**What the exercise asks**
Restate the entries below word for word, leaving nothing out.

#### Records to process

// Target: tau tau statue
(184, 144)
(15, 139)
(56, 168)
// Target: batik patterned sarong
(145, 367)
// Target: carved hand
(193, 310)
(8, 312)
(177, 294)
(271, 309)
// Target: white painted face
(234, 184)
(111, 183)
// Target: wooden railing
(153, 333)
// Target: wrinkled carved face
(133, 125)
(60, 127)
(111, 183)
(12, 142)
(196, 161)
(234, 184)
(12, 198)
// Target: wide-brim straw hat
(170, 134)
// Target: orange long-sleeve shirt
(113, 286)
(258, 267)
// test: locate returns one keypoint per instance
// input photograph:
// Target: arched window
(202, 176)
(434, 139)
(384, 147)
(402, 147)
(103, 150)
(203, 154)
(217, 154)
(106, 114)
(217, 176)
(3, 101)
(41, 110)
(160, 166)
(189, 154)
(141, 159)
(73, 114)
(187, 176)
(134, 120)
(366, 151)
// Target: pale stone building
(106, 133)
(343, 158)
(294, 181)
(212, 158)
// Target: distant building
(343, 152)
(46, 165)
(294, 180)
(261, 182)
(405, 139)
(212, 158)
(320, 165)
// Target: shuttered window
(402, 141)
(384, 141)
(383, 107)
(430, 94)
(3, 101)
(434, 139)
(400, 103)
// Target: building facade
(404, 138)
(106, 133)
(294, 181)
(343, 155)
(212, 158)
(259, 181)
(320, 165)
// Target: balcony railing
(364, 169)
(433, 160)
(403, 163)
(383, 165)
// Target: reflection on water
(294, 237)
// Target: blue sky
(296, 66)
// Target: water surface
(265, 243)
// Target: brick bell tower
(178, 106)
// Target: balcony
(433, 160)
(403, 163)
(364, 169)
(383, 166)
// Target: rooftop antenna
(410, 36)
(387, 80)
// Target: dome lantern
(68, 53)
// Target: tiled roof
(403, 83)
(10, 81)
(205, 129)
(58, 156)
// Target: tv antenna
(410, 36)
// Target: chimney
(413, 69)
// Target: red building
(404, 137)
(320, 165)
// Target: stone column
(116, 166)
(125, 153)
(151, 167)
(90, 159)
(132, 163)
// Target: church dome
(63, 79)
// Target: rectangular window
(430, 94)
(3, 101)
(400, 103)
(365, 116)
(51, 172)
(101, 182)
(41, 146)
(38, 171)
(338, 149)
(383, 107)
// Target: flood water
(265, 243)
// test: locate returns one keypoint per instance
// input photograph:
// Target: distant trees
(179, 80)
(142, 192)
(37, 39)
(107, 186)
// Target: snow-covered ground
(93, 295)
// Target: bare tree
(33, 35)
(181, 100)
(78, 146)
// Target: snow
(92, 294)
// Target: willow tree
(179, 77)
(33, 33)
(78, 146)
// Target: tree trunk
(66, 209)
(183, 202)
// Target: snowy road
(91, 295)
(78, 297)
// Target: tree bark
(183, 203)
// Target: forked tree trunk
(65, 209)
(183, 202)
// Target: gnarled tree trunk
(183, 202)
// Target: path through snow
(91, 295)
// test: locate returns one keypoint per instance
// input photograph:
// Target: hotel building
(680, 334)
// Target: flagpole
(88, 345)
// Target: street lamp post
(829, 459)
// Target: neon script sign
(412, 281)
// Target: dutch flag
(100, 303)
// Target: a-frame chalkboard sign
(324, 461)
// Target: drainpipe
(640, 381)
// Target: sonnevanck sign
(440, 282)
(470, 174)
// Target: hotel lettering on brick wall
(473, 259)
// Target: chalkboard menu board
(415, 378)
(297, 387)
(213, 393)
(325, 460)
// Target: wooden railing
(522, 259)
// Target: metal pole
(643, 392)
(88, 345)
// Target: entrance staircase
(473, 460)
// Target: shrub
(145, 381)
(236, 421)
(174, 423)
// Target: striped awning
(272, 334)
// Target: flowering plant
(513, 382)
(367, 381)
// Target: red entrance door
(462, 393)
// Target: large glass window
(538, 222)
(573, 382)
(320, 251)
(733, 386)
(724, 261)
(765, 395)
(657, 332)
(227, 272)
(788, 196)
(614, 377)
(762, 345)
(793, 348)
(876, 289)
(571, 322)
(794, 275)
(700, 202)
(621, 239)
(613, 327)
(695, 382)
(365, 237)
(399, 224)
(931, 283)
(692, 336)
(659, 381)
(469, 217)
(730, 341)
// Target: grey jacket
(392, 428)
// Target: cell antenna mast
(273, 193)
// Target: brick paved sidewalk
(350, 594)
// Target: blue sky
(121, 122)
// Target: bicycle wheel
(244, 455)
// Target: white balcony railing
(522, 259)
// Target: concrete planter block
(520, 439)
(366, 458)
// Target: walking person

########

**Reply**
// Target: tau tau statue
(184, 144)
(15, 139)
(56, 168)
// Target: batik patterned sarong
(145, 367)
// Target: carved hand
(193, 310)
(8, 312)
(177, 294)
(271, 309)
// Target: white painted face
(234, 184)
(111, 183)
// Target: wooden railing
(153, 333)
// Target: wrinkled carved face
(133, 125)
(60, 127)
(111, 183)
(12, 142)
(196, 161)
(234, 184)
(12, 198)
// Target: wide-brim straw hat
(170, 134)
// Target: orange long-sleeve shirt
(113, 286)
(258, 267)
// test: locate returns one keypoint per instance
// input photograph:
// Target: arched window
(202, 176)
(434, 139)
(384, 147)
(402, 147)
(103, 150)
(203, 154)
(217, 154)
(106, 114)
(217, 176)
(3, 101)
(41, 110)
(160, 166)
(189, 154)
(141, 159)
(73, 114)
(187, 176)
(134, 120)
(366, 151)
// Target: pale stone building
(106, 133)
(343, 158)
(294, 181)
(212, 158)
// Target: distant building
(343, 152)
(46, 165)
(294, 180)
(261, 182)
(405, 139)
(212, 158)
(320, 165)
// Target: shuttered window
(402, 141)
(384, 141)
(383, 107)
(430, 94)
(3, 101)
(434, 139)
(400, 103)
// Target: building facade
(404, 138)
(106, 133)
(294, 181)
(343, 155)
(212, 158)
(259, 181)
(320, 165)
// Target: balcony railing
(364, 169)
(433, 160)
(403, 163)
(383, 165)
// Target: reflection on water
(294, 237)
// Target: blue sky
(296, 66)
// Target: water surface
(265, 243)
// Target: brick bell tower
(178, 106)
// Target: balcony
(433, 160)
(403, 163)
(364, 169)
(383, 166)
// Target: rooftop antenna
(410, 36)
(387, 80)
// Target: dome lantern
(68, 53)
// Target: tiled roof
(403, 83)
(10, 81)
(205, 129)
(58, 156)
// Target: tv antenna
(410, 36)
// Target: chimney
(413, 69)
// Target: red building
(404, 137)
(320, 165)
// Target: stone column
(116, 166)
(125, 153)
(151, 167)
(90, 159)
(132, 163)
// Target: church dome
(63, 79)
// Target: rectangular window
(430, 94)
(3, 101)
(400, 103)
(365, 116)
(51, 172)
(101, 182)
(41, 146)
(38, 171)
(338, 149)
(383, 107)
// Target: flood water
(265, 243)
// test: locate returns one keypoint per instance
// input photograph:
// Target: distant trees
(179, 80)
(142, 192)
(37, 39)
(107, 186)
// Target: snow-covered ground
(93, 295)
// Target: bare tree
(33, 35)
(181, 100)
(78, 146)
// Target: snow
(92, 294)
// Target: willow tree
(179, 77)
(33, 33)
(78, 146)
// Target: tree trunk
(66, 209)
(183, 202)
// Target: snowy road
(91, 295)
(78, 297)
// Target: tree bark
(183, 203)
// Target: forked tree trunk
(65, 209)
(183, 202)
// Target: gnarled tree trunk
(183, 202)
// Target: path through snow
(91, 295)
// test: locate returns one keypoint per instance
// input photograph:
// Target: hotel building
(680, 334)
// Target: flagpole
(88, 345)
// Target: street lamp post
(829, 459)
// Target: neon script sign
(412, 281)
// Target: dutch flag
(100, 303)
// Target: a-frame chalkboard sign
(324, 461)
// Target: drainpipe
(640, 381)
// Target: sonnevanck sign
(440, 282)
(470, 174)
// Target: hotel lettering on brick wall
(473, 259)
// Target: chalkboard menu board
(415, 378)
(297, 387)
(213, 393)
(325, 460)
// Target: wooden railing
(522, 259)
// Target: metal pole
(643, 392)
(88, 345)
// Target: entrance staircase
(473, 460)
// Target: shrub
(145, 381)
(236, 421)
(174, 423)
// Target: striped awning
(272, 334)
// Target: flowering plant
(513, 382)
(367, 381)
// Target: red entrance door
(462, 393)
// Target: large glass window
(538, 222)
(573, 382)
(320, 251)
(733, 386)
(724, 261)
(765, 395)
(657, 332)
(227, 272)
(788, 196)
(614, 377)
(762, 345)
(793, 348)
(876, 289)
(571, 322)
(794, 275)
(700, 202)
(621, 239)
(613, 327)
(695, 382)
(365, 237)
(399, 224)
(931, 283)
(692, 336)
(659, 381)
(469, 217)
(730, 341)
// Target: grey jacket
(392, 428)
// Target: cell antenna mast
(273, 193)
// Target: brick paved sidewalk
(350, 594)
// Target: blue sky
(121, 122)
// Target: bicycle wheel
(244, 455)
// Target: white balcony railing
(522, 259)
// Target: concrete planter block
(520, 439)
(366, 458)
// Target: walking person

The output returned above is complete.